— START OF Records to process —

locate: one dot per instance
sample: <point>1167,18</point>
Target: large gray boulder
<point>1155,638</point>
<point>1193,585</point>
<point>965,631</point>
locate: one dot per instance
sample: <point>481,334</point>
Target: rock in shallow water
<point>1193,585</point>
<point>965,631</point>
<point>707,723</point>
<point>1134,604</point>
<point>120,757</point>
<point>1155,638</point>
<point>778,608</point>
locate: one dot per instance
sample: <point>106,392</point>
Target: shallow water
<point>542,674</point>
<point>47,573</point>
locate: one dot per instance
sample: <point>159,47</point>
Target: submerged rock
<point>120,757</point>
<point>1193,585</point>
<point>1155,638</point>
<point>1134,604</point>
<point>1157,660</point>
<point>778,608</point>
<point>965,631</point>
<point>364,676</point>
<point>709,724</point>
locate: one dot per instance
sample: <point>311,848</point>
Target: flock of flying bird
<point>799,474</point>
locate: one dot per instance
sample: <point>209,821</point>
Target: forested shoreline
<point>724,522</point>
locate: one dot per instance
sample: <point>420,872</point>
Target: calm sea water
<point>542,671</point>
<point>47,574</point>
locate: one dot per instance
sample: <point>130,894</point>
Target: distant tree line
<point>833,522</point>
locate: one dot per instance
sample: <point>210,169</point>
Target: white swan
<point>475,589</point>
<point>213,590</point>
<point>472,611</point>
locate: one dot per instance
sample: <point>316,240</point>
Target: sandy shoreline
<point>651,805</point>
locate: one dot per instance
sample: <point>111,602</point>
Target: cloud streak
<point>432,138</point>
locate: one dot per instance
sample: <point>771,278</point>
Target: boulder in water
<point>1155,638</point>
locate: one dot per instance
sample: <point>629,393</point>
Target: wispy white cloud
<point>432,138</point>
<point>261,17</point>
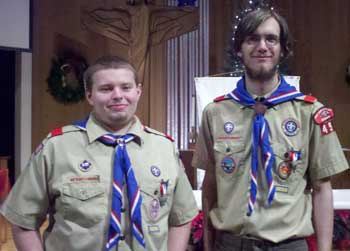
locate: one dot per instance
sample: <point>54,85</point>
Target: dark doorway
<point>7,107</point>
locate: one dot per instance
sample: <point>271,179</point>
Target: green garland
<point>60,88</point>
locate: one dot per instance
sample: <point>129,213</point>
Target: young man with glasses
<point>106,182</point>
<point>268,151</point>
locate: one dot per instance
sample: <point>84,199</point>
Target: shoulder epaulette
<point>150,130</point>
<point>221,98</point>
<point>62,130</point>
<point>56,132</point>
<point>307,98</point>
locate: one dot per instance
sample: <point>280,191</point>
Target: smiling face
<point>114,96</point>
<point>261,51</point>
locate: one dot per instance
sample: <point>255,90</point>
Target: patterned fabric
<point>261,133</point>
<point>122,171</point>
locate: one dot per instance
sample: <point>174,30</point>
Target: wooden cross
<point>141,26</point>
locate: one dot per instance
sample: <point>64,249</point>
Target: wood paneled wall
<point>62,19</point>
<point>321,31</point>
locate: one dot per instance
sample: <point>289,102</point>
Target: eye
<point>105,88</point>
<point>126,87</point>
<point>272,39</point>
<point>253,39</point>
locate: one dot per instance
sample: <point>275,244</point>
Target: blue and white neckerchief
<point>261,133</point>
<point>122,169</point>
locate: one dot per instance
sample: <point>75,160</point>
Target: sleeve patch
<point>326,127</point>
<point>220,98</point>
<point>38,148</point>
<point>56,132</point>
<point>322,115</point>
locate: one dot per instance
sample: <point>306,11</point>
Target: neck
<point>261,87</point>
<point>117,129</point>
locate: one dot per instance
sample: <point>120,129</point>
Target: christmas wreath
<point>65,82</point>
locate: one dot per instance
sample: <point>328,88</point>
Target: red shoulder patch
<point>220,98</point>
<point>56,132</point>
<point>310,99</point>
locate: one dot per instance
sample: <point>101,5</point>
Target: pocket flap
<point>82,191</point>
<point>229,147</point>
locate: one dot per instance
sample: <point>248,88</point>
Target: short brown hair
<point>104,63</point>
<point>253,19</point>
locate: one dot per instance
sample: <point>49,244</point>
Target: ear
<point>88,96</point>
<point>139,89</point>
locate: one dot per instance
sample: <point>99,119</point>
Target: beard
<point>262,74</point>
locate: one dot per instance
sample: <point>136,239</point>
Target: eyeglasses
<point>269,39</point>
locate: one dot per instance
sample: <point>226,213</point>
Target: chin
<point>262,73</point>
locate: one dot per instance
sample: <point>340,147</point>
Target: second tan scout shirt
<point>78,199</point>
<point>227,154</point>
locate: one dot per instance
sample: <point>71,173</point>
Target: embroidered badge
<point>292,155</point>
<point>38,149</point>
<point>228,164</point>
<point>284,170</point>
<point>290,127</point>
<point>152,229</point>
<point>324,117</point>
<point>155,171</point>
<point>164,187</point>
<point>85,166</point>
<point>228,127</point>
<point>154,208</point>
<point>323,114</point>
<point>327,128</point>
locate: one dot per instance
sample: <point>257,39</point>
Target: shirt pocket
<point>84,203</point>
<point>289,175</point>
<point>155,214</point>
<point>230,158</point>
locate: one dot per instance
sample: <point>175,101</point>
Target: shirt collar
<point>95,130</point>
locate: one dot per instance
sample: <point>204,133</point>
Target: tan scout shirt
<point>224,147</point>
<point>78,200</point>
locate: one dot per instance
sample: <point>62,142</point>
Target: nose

— END OF Records to process —

Task to carry out: Can you write out all the rows above again, swapping "one dot per instance" for "one point per object" wherever it appears and keeping everything else the same? Leave out the pictures.

Task response:
locate: one point per object
sample: <point>1167,18</point>
Target: large gray boulder
<point>1155,638</point>
<point>1193,585</point>
<point>965,631</point>
locate: one point per object
sample: <point>481,334</point>
Target: rock in shallow water
<point>1193,585</point>
<point>965,631</point>
<point>707,723</point>
<point>1134,604</point>
<point>120,757</point>
<point>1155,638</point>
<point>778,608</point>
locate: one point per object
sample: <point>106,392</point>
Target: shallow water
<point>542,674</point>
<point>47,573</point>
locate: one point per object
sample: <point>159,47</point>
Target: submerged rock
<point>120,757</point>
<point>1193,585</point>
<point>1155,638</point>
<point>1134,604</point>
<point>1157,660</point>
<point>778,608</point>
<point>965,631</point>
<point>364,676</point>
<point>709,724</point>
locate: one point per object
sample: <point>311,848</point>
Target: flock of flying bird
<point>799,474</point>
locate: one point per object
sample: <point>209,821</point>
Target: forested shoreline
<point>724,522</point>
locate: one point per object
sample: <point>420,872</point>
Target: calm sea water
<point>542,671</point>
<point>47,574</point>
locate: one point per object
sample: <point>130,894</point>
Target: distant tree line
<point>833,522</point>
locate: one point per object
sample: <point>210,169</point>
Target: white swan
<point>475,589</point>
<point>213,590</point>
<point>472,611</point>
locate: one point per object
sample: <point>316,240</point>
Target: sandy shoreline
<point>651,805</point>
locate: one point per object
sample: <point>111,602</point>
Target: cloud streak
<point>432,138</point>
locate: one point per object
sample: <point>771,278</point>
Target: boulder in water
<point>1155,638</point>
locate: one point per object
sample: <point>629,393</point>
Target: wispy white cloud
<point>432,138</point>
<point>261,17</point>
locate: one point per object
sample: <point>54,85</point>
Target: dark doorway
<point>7,107</point>
locate: one point per object
sample: <point>271,179</point>
Target: green garland
<point>60,88</point>
locate: one point per object
sample: <point>129,213</point>
Target: young man with glasses
<point>106,182</point>
<point>268,151</point>
locate: one point per object
sample: <point>84,199</point>
Target: shoulder epaulette
<point>150,130</point>
<point>221,98</point>
<point>62,130</point>
<point>56,132</point>
<point>307,98</point>
locate: one point per object
sample: <point>280,191</point>
Target: smiling face
<point>114,96</point>
<point>261,51</point>
locate: one point per object
sample: <point>255,90</point>
Target: patterned fabric
<point>261,133</point>
<point>122,171</point>
locate: one point per object
sample: <point>174,30</point>
Target: wooden cross
<point>141,26</point>
locate: one point per object
sample: <point>64,249</point>
Target: wood paneled wall
<point>62,19</point>
<point>321,31</point>
locate: one point per object
sample: <point>289,102</point>
Target: eye
<point>105,88</point>
<point>126,87</point>
<point>272,39</point>
<point>253,39</point>
locate: one point per object
sample: <point>275,244</point>
Target: blue and white neckerchief
<point>261,133</point>
<point>122,169</point>
locate: one point per object
sample: <point>75,160</point>
Target: sleeve patch
<point>326,127</point>
<point>220,98</point>
<point>38,148</point>
<point>56,132</point>
<point>322,115</point>
locate: one point per object
sample: <point>306,11</point>
Target: neck
<point>261,87</point>
<point>117,129</point>
locate: one point per object
sample: <point>120,129</point>
Target: christmas wreath
<point>65,82</point>
locate: one point per object
sample: <point>328,88</point>
Target: red shoulder patch
<point>220,98</point>
<point>56,132</point>
<point>310,99</point>
locate: one point per object
sample: <point>101,5</point>
Target: pocket flap
<point>82,191</point>
<point>229,147</point>
locate: one point per object
sample: <point>248,88</point>
Target: short brown hair
<point>104,63</point>
<point>253,19</point>
locate: one point per object
sample: <point>49,244</point>
Target: ear
<point>88,96</point>
<point>139,89</point>
locate: one point per object
sample: <point>99,119</point>
Target: beard
<point>262,74</point>
locate: one point per object
sample: <point>136,239</point>
Target: eyeglasses
<point>269,39</point>
locate: one point per object
sample: <point>226,213</point>
Target: chin
<point>262,73</point>
locate: one point per object
sample: <point>340,147</point>
Target: second tan scout shirt
<point>78,199</point>
<point>227,154</point>
locate: one point per object
sample: <point>71,173</point>
Target: embroidered badge
<point>292,155</point>
<point>38,149</point>
<point>228,164</point>
<point>284,170</point>
<point>290,127</point>
<point>152,229</point>
<point>324,117</point>
<point>155,171</point>
<point>164,187</point>
<point>85,166</point>
<point>228,127</point>
<point>154,208</point>
<point>323,114</point>
<point>327,128</point>
locate: one point per object
sample: <point>257,39</point>
Target: shirt pocket
<point>84,203</point>
<point>289,175</point>
<point>155,214</point>
<point>230,158</point>
locate: one point per object
sample: <point>175,101</point>
Target: shirt collar
<point>95,130</point>
locate: one point per object
sample: <point>204,133</point>
Target: tan scout shirt
<point>224,147</point>
<point>78,200</point>
locate: one point per object
sample: <point>62,142</point>
Target: nose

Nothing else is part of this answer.